══ Extrait du document ══

Tester avant d’utiliser
Deuxième intervention, en centre-ville, avec un véhicule léger, plus adapté à la densité urbaine. Les plots signalant le chantier n’empêchent pas les piétons de passer. Le responsable d’exploitation, conscient du problème, va faire acheter des poteaux pour installer des rubans et mieux délimiter le chantier. « Vous ne voyez rien dans le trou ? C’est normal, ça se situe au fond. C’est tout bouché… », s’amuse Timothé Levillain, chauffeur opérateur. Il prend une première photo de l’état initial, puis déroule le tuyau relié à la cuve du camion. Il porte le même équipement que l’autre équipe, mais avec, en plus, des bouchons d’oreilles. « Timothé teste de nouveaux bouchons d’oreilles moulés, avec des petites poignées pour les enlever, pour des raisons d’hygiène, explique le responsable HSEQ. Nous mettons toujours en test nos équipements avant de les généraliser. »
FORMATIONS
Titulaire d’un permis poids lourd, le nouvel embauché doit, à son arrivée, suivre les formations suivantes :
- parcours d'intégration avec tutorat (durée minimum 1 mois, en interne);
- haute pression (2 jours, par un organisme);
- travail en espace confiné (Catec) (2 jours, par un organisme extérieur);
- travail en hauteur (2 jours minimum par un organisme extérieur);
- geste et postures (1 jour par organisme extérieur);
- SST, cette dernière formation étant facultative.
Fabrice Fizaine, son équipier, manie la télécommande pour déclencher la pression. Présent chez SARP SEAV depuis plus de vingt ans, Fabrice apprécie que les tuyaux soient moins lourds et que les camions bénéficient désormais d’enrouleurs électriques. « En matière de port de charge, c’est le jour et la nuit ! » Quelques minutes plus tard, nouvelle inspection visuelle : le fond de la canalisation est parfaitement dégagé, l’eau s’écoule sans problème. Timothé Levillain prendra une nouvelle photo. Il les enverra avec son rapport au responsable d’exploitation. Retour à l’agence de Draguignan : ultime rempart contre les risques biologiques, un vestiaire pour se changer et mettre les affaires sales dans un petit container prévu à cet effet – celles-ci seront lavées par une entreprise extérieure spécialisée – et des douches sont à disposition.

═══
══ Données fournies ══

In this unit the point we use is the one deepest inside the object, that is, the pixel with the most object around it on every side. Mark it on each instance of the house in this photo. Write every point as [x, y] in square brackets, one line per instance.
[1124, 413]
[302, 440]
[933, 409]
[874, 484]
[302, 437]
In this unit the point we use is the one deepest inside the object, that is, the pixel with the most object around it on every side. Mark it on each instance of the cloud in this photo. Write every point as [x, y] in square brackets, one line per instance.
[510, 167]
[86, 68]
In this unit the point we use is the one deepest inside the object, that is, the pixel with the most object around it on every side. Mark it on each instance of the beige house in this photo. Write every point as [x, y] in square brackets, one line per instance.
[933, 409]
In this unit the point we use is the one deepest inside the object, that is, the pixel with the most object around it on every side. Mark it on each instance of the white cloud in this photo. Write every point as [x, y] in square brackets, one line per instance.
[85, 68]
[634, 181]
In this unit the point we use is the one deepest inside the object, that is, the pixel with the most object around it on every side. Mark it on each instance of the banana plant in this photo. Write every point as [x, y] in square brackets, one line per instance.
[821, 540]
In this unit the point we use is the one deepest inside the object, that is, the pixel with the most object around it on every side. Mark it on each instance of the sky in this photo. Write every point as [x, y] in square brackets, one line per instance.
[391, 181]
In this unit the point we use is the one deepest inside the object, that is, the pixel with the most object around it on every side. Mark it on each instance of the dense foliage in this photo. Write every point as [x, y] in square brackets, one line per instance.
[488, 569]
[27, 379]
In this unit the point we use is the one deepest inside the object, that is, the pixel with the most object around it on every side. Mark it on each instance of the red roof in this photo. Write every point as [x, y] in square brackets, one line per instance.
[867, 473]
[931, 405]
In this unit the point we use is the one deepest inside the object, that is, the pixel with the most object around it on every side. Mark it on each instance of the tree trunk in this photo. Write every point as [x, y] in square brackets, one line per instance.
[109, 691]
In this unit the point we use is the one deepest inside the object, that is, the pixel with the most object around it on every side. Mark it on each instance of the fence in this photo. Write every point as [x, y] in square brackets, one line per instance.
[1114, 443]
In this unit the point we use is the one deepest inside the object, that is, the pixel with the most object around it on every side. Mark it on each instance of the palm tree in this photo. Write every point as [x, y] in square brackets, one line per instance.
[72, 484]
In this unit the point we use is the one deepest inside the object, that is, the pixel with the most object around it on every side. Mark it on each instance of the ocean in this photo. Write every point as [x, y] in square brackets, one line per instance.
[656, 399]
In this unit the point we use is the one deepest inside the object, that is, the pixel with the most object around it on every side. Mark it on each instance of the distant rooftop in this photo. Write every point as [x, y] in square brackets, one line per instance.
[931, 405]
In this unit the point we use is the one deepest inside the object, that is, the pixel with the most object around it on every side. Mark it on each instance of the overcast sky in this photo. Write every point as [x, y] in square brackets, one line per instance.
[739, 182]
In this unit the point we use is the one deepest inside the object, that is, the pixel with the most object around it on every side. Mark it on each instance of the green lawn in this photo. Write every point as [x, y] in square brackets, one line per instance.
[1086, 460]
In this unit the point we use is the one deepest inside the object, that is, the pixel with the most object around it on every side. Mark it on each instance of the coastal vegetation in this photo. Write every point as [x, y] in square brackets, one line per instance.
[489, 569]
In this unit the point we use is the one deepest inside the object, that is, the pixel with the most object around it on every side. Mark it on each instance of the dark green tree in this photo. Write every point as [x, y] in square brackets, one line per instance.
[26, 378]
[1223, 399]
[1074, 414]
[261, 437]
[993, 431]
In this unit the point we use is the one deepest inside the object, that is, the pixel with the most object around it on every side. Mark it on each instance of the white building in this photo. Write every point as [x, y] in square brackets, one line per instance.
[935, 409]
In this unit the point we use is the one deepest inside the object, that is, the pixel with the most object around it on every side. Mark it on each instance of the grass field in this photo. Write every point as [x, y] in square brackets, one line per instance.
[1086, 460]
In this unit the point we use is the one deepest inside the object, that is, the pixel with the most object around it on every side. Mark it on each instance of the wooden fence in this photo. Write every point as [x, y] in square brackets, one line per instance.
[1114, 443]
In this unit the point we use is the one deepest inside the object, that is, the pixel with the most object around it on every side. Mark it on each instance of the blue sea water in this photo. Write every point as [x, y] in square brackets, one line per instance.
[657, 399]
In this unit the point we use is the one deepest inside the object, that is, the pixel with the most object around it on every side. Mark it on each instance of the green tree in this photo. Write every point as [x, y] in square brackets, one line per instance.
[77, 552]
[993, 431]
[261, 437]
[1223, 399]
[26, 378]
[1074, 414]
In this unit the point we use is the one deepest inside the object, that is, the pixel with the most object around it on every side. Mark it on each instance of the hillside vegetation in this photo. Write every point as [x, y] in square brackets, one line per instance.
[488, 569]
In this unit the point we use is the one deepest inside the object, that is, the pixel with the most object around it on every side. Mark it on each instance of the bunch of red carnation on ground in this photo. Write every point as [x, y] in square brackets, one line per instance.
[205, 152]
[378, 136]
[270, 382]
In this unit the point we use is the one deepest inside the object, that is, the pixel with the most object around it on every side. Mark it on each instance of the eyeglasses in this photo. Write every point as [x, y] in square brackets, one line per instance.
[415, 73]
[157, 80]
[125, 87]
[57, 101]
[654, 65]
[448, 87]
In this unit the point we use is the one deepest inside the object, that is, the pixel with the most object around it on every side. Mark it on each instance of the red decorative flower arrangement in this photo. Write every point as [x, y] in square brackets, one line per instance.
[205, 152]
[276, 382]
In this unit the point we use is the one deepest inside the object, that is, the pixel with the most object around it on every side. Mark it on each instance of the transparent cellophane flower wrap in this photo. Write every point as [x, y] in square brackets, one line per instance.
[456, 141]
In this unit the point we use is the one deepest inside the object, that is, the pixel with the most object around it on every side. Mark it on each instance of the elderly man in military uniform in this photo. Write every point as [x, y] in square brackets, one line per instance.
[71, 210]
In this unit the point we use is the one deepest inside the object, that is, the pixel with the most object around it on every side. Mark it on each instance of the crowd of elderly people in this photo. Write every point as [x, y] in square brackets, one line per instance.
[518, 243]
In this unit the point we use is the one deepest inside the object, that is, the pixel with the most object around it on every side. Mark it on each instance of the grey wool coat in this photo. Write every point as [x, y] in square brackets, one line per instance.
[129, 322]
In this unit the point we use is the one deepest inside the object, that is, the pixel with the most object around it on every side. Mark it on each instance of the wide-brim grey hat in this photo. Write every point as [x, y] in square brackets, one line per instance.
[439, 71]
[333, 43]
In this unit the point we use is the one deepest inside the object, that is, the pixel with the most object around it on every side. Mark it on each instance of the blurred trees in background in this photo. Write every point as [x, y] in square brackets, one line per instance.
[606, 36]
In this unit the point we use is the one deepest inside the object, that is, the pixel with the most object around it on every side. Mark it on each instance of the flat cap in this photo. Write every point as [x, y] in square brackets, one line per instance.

═══

- _Consignes à suivre_
- a) Recopiez fidèlement le passage de l'extrait du document qui va de « Fabrice Fizaine, son » à « sont à disposition. ».
- b) Réécrivez plus brièvement le paragraphe de l'extrait du document commençant par « Deuxième intervention, en centre-ville », en conservant ses faits principaux.

- _Résultats de l'exercice_
- a)
Fabrice Fizaine, son équipier, manie la télécommande pour déclencher la pression. Présent chez SARP SEAV depuis plus de vingt ans, Fabrice apprécie que les tuyaux soient moins lourds et que les camions bénéficient désormais d’enrouleurs électriques. « En matière de port de charge, c’est le jour et la nuit ! » Quelques minutes plus tard, nouvelle inspection visuelle : le fond de la canalisation est parfaitement dégagé, l’eau s’écoule sans problème. Timothé Levillain prendra une nouvelle photo. Il les enverra avec son rapport au responsable d’exploitation. Retour à l’agence de Draguignan : ultime rempart contre les risques biologiques, un vestiaire pour se changer et mettre les affaires sales dans un petit container prévu à cet effet – celles-ci seront lavées par une entreprise extérieure spécialisée – et des douches sont à disposition.

- b) Lors de la deuxième intervention, en centre-ville, l'équipe utilise un véhicule léger, mieux adapté à la densité urbaine. Les plots n'empêchent pas les piétons de passer sur le chantier. Le responsable d'exploitation va donc faire acheter des poteaux pour le délimiter avec des rubans. Timothé Levillain, chauffeur opérateur, photographie l'état initial de la canalisation bouchée, puis déroule le tuyau relié à la cuve du camion. En plus de l'équipement habituel, il porte des bouchons d'oreilles moulés munis de petites poignées, testés pour des raisons d'hygiène. Selon le responsable HSEQ, les équipements sont toujours testés avant d'être généralisés.